==== WORKING DATA ====
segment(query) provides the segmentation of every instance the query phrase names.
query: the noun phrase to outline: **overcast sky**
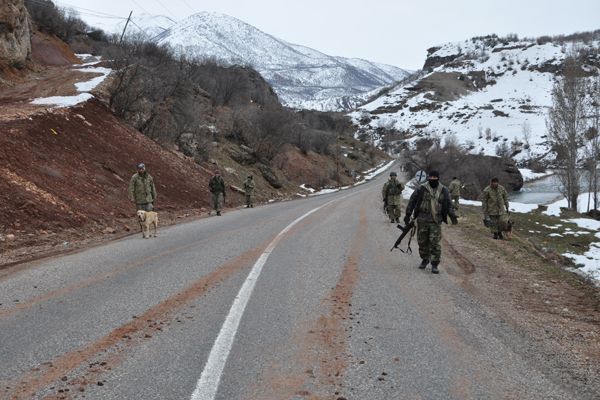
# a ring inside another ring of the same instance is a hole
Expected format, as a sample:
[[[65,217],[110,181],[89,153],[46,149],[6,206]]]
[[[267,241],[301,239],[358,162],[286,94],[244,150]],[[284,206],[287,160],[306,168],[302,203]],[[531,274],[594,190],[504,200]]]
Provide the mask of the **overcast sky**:
[[[127,17],[182,19],[216,11],[288,42],[330,55],[419,69],[426,49],[489,33],[555,35],[600,29],[600,0],[56,0]],[[84,9],[87,10],[84,10]],[[89,17],[89,15],[82,15]],[[110,22],[110,19],[105,19]]]

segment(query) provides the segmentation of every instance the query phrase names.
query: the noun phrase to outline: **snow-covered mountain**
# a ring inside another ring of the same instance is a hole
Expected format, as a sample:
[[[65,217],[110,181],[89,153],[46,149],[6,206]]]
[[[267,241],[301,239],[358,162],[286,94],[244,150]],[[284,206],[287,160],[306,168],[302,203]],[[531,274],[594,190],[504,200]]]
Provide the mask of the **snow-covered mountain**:
[[[351,116],[359,134],[376,142],[389,142],[390,132],[413,143],[440,136],[455,138],[473,153],[496,155],[506,143],[511,152],[521,150],[516,160],[542,156],[549,151],[546,115],[563,61],[573,48],[582,50],[584,71],[597,75],[599,33],[585,41],[490,35],[430,48],[420,79],[398,85]]]
[[[197,58],[251,65],[290,107],[349,110],[373,91],[398,82],[406,70],[334,57],[277,39],[224,14],[202,12],[179,21],[158,42]]]

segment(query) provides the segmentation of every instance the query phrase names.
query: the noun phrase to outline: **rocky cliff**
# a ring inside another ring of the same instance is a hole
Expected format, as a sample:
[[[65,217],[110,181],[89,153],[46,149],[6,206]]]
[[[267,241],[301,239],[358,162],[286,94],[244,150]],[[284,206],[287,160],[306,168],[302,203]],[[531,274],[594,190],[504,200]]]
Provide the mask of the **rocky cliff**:
[[[23,0],[0,3],[0,63],[22,65],[31,56],[31,22]]]

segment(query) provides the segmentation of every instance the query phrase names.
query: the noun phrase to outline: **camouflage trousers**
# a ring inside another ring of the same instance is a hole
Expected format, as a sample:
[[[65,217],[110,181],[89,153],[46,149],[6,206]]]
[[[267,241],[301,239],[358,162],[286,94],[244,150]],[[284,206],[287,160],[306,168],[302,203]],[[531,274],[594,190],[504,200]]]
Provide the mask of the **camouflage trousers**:
[[[421,259],[430,260],[432,264],[439,264],[442,257],[441,240],[441,224],[417,220],[417,242],[419,243],[419,255]]]
[[[396,218],[400,218],[402,216],[402,209],[399,204],[398,205],[388,204],[387,214],[391,220],[395,220]]]
[[[213,209],[216,212],[221,212],[221,209],[223,208],[223,193],[221,193],[221,192],[211,193],[211,195],[212,195]]]
[[[254,205],[254,199],[252,197],[253,196],[251,194],[246,194],[246,205],[248,207]]]
[[[154,204],[153,203],[137,203],[135,205],[135,210],[136,211],[139,211],[139,210],[152,211],[152,210],[154,210]]]
[[[508,221],[508,215],[490,215],[490,231],[492,233],[500,233],[506,227],[506,222]]]

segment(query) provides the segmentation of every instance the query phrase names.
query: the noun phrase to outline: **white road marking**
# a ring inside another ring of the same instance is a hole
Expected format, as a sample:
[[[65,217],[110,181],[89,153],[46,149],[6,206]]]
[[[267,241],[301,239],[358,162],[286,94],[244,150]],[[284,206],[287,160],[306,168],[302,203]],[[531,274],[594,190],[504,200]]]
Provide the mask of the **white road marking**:
[[[358,192],[359,191],[355,193]],[[341,200],[348,196],[349,195],[346,195],[339,199],[331,200],[322,206],[310,210],[286,226],[285,229],[279,232],[279,234],[275,236],[275,239],[269,243],[265,251],[261,254],[258,260],[256,260],[256,263],[254,263],[250,274],[248,274],[246,281],[242,285],[242,288],[233,301],[233,305],[231,306],[229,314],[227,315],[227,318],[221,327],[219,336],[217,336],[212,350],[210,351],[210,355],[208,356],[208,360],[204,366],[204,371],[202,371],[202,375],[196,384],[196,390],[194,390],[194,393],[192,394],[192,400],[213,400],[217,395],[217,389],[219,388],[221,375],[223,373],[223,369],[225,368],[227,358],[229,357],[231,347],[233,346],[233,341],[235,339],[238,326],[242,320],[242,316],[244,315],[244,310],[246,309],[248,300],[250,300],[250,296],[252,295],[252,291],[254,290],[254,286],[256,285],[256,281],[258,280],[262,268],[267,262],[267,259],[271,255],[273,249],[275,249],[275,246],[277,246],[277,243],[279,243],[281,238],[290,229],[292,229],[294,225],[302,221],[304,218],[316,211],[319,211],[321,208],[333,203],[334,201]]]

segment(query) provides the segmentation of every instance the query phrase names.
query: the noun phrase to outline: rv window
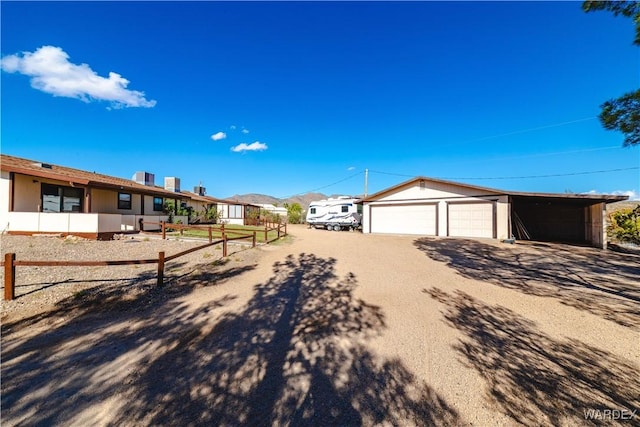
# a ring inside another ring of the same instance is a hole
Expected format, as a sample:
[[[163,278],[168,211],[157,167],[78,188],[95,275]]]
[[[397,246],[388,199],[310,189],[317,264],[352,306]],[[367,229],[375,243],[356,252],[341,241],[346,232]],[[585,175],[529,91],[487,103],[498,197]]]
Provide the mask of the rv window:
[[[342,212],[349,212],[349,205],[342,205]]]
[[[316,213],[316,208],[311,208],[311,213],[312,214]]]

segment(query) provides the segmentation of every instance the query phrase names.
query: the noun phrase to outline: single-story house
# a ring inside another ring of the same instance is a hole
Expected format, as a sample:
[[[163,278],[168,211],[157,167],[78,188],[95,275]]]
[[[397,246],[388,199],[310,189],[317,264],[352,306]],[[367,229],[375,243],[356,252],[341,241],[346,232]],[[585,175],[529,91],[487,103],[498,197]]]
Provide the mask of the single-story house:
[[[0,231],[109,239],[139,230],[141,219],[166,221],[165,201],[173,200],[179,206],[189,196],[179,188],[156,186],[153,178],[137,172],[129,180],[2,154]]]
[[[604,248],[605,206],[627,198],[504,191],[420,176],[363,198],[362,230]]]
[[[235,225],[257,225],[260,206],[252,203],[224,199],[218,203],[220,222]]]
[[[206,212],[211,210],[221,212],[222,205],[226,205],[228,203],[228,201],[226,200],[207,196],[206,189],[202,186],[194,187],[193,192],[182,191],[182,194],[188,197],[186,202],[183,202],[183,206],[190,211],[190,217],[192,218],[192,220],[198,222],[209,221],[206,218]]]

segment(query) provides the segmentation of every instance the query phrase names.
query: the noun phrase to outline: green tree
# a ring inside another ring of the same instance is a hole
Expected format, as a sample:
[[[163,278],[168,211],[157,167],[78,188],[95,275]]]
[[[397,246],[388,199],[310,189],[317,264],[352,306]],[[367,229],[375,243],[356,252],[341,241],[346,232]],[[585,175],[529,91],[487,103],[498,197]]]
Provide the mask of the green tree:
[[[285,203],[285,207],[287,208],[287,218],[290,224],[302,223],[302,206],[300,206],[300,203]]]
[[[610,213],[608,231],[621,242],[640,244],[640,205]]]
[[[582,10],[605,10],[614,16],[632,18],[636,25],[633,44],[640,46],[640,2],[637,1],[585,1]],[[624,146],[640,144],[640,89],[610,99],[600,106],[600,123],[605,129],[617,130],[624,135]]]

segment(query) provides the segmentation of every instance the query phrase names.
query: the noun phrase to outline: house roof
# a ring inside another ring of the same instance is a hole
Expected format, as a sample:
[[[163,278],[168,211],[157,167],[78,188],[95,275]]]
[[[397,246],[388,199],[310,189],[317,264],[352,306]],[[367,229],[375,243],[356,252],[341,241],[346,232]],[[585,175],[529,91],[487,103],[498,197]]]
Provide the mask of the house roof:
[[[385,195],[395,193],[403,188],[411,187],[420,182],[433,182],[437,184],[446,184],[446,185],[455,185],[457,187],[469,188],[472,190],[477,190],[483,193],[491,194],[491,195],[506,195],[506,196],[516,196],[516,197],[533,197],[533,198],[544,198],[544,199],[571,199],[571,200],[582,200],[585,202],[593,201],[593,202],[605,202],[605,203],[613,203],[619,202],[622,200],[627,200],[629,196],[618,196],[612,194],[572,194],[572,193],[534,193],[534,192],[522,192],[522,191],[505,191],[499,190],[496,188],[489,187],[480,187],[477,185],[465,184],[455,181],[446,181],[443,179],[437,178],[429,178],[425,176],[417,176],[408,181],[401,182],[400,184],[394,185],[392,187],[386,188],[382,191],[374,193],[368,197],[364,197],[362,202],[372,202],[375,201]]]
[[[36,160],[8,156],[6,154],[0,155],[0,169],[7,172],[15,172],[22,175],[47,178],[56,181],[65,181],[88,187],[127,190],[135,193],[170,197],[174,199],[190,197],[182,193],[165,190],[162,187],[138,184],[130,179],[117,178],[95,172],[87,172],[66,166],[58,166]]]
[[[205,202],[205,203],[228,203],[227,200],[217,199],[211,196],[201,196],[199,194],[193,193],[191,191],[181,191],[182,194],[189,197],[191,200],[195,200],[197,202]]]

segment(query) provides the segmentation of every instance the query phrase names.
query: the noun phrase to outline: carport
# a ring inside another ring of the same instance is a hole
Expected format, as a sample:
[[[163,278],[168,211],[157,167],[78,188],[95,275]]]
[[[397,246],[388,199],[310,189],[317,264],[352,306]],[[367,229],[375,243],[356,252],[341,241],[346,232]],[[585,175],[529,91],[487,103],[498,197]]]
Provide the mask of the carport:
[[[606,204],[624,196],[511,193],[511,233],[518,240],[604,247]]]
[[[362,199],[362,232],[606,247],[609,194],[505,191],[423,176]]]

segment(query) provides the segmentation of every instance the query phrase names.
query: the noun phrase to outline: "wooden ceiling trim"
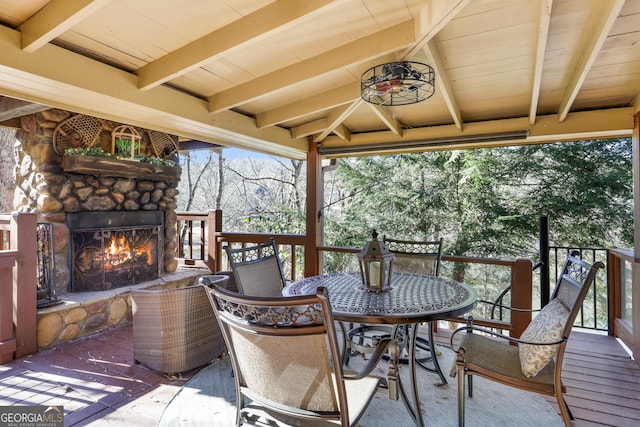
====
§ TASK TO CARRY OUT:
Copy out every line from the data above that has "noun" in it.

§ SOLUTION TO THIS TASK:
query: the noun phrase to outline: **overcast sky**
query: the noun phrase to outline: **snow-covered mountain**
query: the noun phrase to outline: **rocky cliff**
query: the noun phrase to outline: **camouflage trousers**
query: the noun phrase to outline: **white road marking**
query: the noun phrase to outline: rv window
query: the noun phrase to outline: single-story house
query: the noun phrase to outline: green tree
query: the noun phrase to outline: house roof
query: the noun phrase to outline: carport
query: the noun phrase to outline: "wooden ceiling trim"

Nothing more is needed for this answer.